*Exercise directions:*
Reproduce verbatim the section of the post on a sleepless night of high blood sugar, beginning with "After staying up" and ending with "do anything else.".

*Given passage:*
################

Today I am thankful for a baby who won’t sleep

Please don't change color....Please don't change color...Please don't cha...damn.
Image | Public-domain

Sometimes, a crying baby can be a good thing.

After staying up late last night to clean the house in preparation for my older son’s fifth birthday party today, I finally got to sleep around 1 am. Of course, cleaning the house leads to low blood sugars (which, for some odd reason makes me want to clean the house), so by the time I went to bed I was riding a smooth 130 mg/dl because of an overcorrection from the low and insulin on-board to correct the overcorrection.

A couple of times overnight, my Medtronic pump/CGM woke me with a “high predicted” alert. That makes sense, considering the night I had. Bolus a correction (without turning on the lights to do a proper fingerstick test) and go back to bed. Too tired to do anything else.

Then, at five-thirty in the morning: “WAAAAAAAHHHH!”. Baby Z, age 3 months, wakes up my wife and me. Since my wife, and not I, is biologically equipped to feed him, I seize the opportunity to turn on the light and check my blood sugar the proper way. (My CGM, less than a day young, is reading 180). The meter says 315. 315?! In disbelief, I waste another strip and check it again (One Touch, my ass!)…. 281. Better, but still bad. Are 281 and 315 within the allowable 20% tolerance, I wonder? 28 times two, carry the one…. ahh, the hell with it. It doesn’t matter. I run downstairs to grab my emergency-supply Ziploc bag from my jacket pocket (where I keep insulin, extra pump supplies, and ketone sticks).

################

*Data excerpts:*
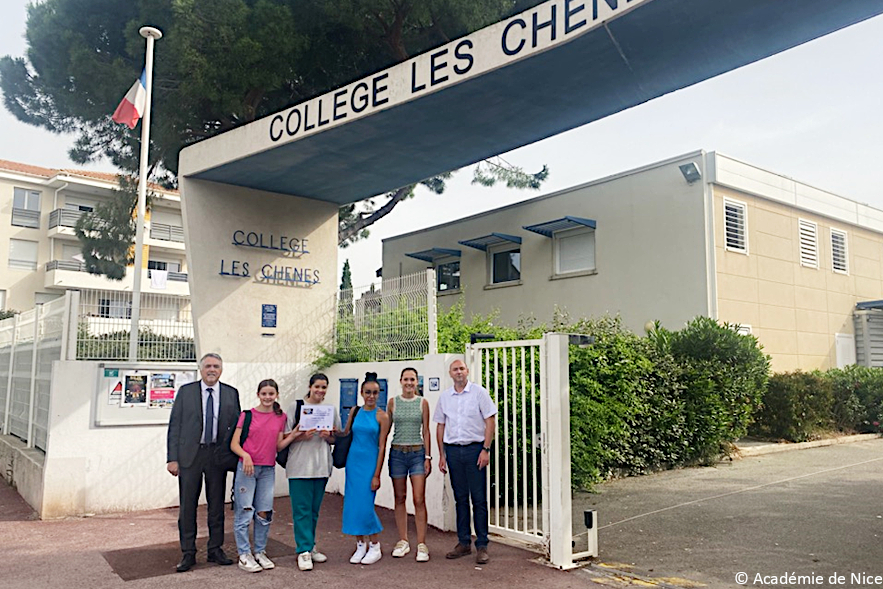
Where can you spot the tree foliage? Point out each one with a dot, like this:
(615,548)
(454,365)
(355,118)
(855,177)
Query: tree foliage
(222,64)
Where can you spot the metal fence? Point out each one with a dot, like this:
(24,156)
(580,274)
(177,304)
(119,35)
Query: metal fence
(397,321)
(104,322)
(29,343)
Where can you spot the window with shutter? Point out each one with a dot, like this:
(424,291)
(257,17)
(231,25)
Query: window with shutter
(839,257)
(735,226)
(809,243)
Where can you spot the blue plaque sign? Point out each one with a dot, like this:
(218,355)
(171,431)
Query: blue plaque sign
(268,315)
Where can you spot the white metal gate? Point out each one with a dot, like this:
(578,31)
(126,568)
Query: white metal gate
(529,473)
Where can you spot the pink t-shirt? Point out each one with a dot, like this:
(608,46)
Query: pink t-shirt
(262,433)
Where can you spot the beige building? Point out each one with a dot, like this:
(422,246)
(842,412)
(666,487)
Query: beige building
(699,234)
(40,255)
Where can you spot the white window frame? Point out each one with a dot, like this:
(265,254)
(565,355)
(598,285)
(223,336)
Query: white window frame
(744,208)
(24,264)
(808,243)
(843,234)
(556,252)
(29,196)
(167,262)
(444,262)
(499,249)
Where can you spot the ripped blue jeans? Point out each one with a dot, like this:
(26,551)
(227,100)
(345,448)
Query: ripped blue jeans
(253,496)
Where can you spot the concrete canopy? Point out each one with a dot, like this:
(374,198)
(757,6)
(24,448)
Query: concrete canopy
(624,53)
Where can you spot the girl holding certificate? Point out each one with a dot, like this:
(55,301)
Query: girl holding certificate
(410,457)
(370,427)
(309,466)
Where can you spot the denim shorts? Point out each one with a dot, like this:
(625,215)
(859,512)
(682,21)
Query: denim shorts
(405,464)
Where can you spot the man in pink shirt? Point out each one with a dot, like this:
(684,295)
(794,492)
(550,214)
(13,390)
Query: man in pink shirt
(466,418)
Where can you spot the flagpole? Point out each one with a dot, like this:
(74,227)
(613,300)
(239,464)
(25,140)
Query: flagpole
(151,34)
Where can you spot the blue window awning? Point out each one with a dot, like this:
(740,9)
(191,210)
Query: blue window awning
(482,243)
(433,254)
(549,228)
(865,305)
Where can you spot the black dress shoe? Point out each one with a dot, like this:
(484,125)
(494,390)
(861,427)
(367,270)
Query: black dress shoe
(188,561)
(217,556)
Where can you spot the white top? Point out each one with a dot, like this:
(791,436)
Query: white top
(309,459)
(216,401)
(464,413)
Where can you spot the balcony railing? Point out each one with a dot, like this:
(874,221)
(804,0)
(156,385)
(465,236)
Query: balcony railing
(165,232)
(64,218)
(73,266)
(26,218)
(174,276)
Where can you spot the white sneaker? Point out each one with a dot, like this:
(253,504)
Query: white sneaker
(373,554)
(402,548)
(248,564)
(305,561)
(266,563)
(359,554)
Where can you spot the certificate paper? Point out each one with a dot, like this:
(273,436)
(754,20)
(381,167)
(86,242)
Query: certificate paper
(319,417)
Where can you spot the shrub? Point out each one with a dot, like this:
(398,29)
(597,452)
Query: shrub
(724,376)
(796,406)
(858,398)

################

*Solution for this exercise:*
After staying up late last night to clean the house in preparation for my older son’s fifth birthday party today, I finally got to sleep around 1 am. Of course, cleaning the house leads to low blood sugars (which, for some odd reason makes me want to clean the house), so by the time I went to bed I was riding a smooth 130 mg/dl because of an overcorrection from the low and insulin on-board to correct the overcorrection.

A couple of times overnight, my Medtronic pump/CGM woke me with a “high predicted” alert. That makes sense, considering the night I had. Bolus a correction (without turning on the lights to do a proper fingerstick test) and go back to bed. Too tired to do anything else.